Answer from the movie review below:
(a) What grade does the review give the film?
(b) Who plays Sophie's pediatrician?
(c) Until the film reaches what does the reviewer advise passing on it?

= Page text =
BEGIN
Movie Review: Life As We Know It (C)

Life As We Know It isn’t an average, ho-hum movie by any fault of its lead actors, the lovely Katherine Heigl (Killers) and the dreamy Josh Duhamel (Transformers: Revenge of the Fallen), both of whom, while not close to Oscar-worthy, can succeed when blended with the right co-star. These two have great chemistry in Life As We Know It, but the movie barely grunts out a C grade because it’s schizophrenic.  Is it a romcom? A dramedy? A serious film? It tries to be all of the above and ends up feeling like someone jammed an entire TV series in the blender, emptied the bitter contents into a Lifetime Network baking pan and then frosted the final product with so much sugar the average moviegoer would be so shellshocked as to not realize how annoying this lowgrade piece of cinema really is.

The story of Life As We Know It is pretty simple, most of which you can garner from watching the trailer. Heigl plays Holly, a 30-something caterer, and Duhamel plays “Messer,” a 30-something booty call expert and assistant technical TV director for the Atlanta Hawks. They are set-up on a blind date by their friends, Peter and Alison (Hayes MacArthur & Christina Hendricks), and the date explodes before it even begins, with Holly and Messer finding each other horribly repugnant. When Peter and Alison die in a car accident, they leave their only child, Sophie, in the care of their unknowing and shocked godparents, Holly and Messer. This event sets up the rest of the movie, which is really just a will-they or won’t they track meet. Oh and somewhere along the line Josh Lucas (Poseidon) shows up as Sophie’s pediatrician and possible love interest for Holly. That is a tangent that was never needed and hollow at best.

Don’t get me wrong, Life As We Know It has a few lump-in-the-throat moments, but scattered between the good moments is a minefield of unnecessary scenes, gimmick comedy and tossaway characters that in no way, shape or form help us to the ending we know was happening from the start. There are plenty of other worthy films in theaters right now to supplant any possible outings to this boring attempt at a heartstring tug. I’d pass on this until it hits the Redbox.
END
= Entries provided =
BEGIN
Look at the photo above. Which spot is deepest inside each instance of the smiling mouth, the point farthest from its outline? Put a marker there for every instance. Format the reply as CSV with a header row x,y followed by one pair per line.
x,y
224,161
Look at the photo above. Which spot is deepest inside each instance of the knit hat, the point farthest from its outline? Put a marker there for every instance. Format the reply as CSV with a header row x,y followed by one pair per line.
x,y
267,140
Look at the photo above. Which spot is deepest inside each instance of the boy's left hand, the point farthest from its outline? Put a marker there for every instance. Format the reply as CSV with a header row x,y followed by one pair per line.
END
= The completed task =
(a) C
(b) Josh Lucas
(c) The Redbox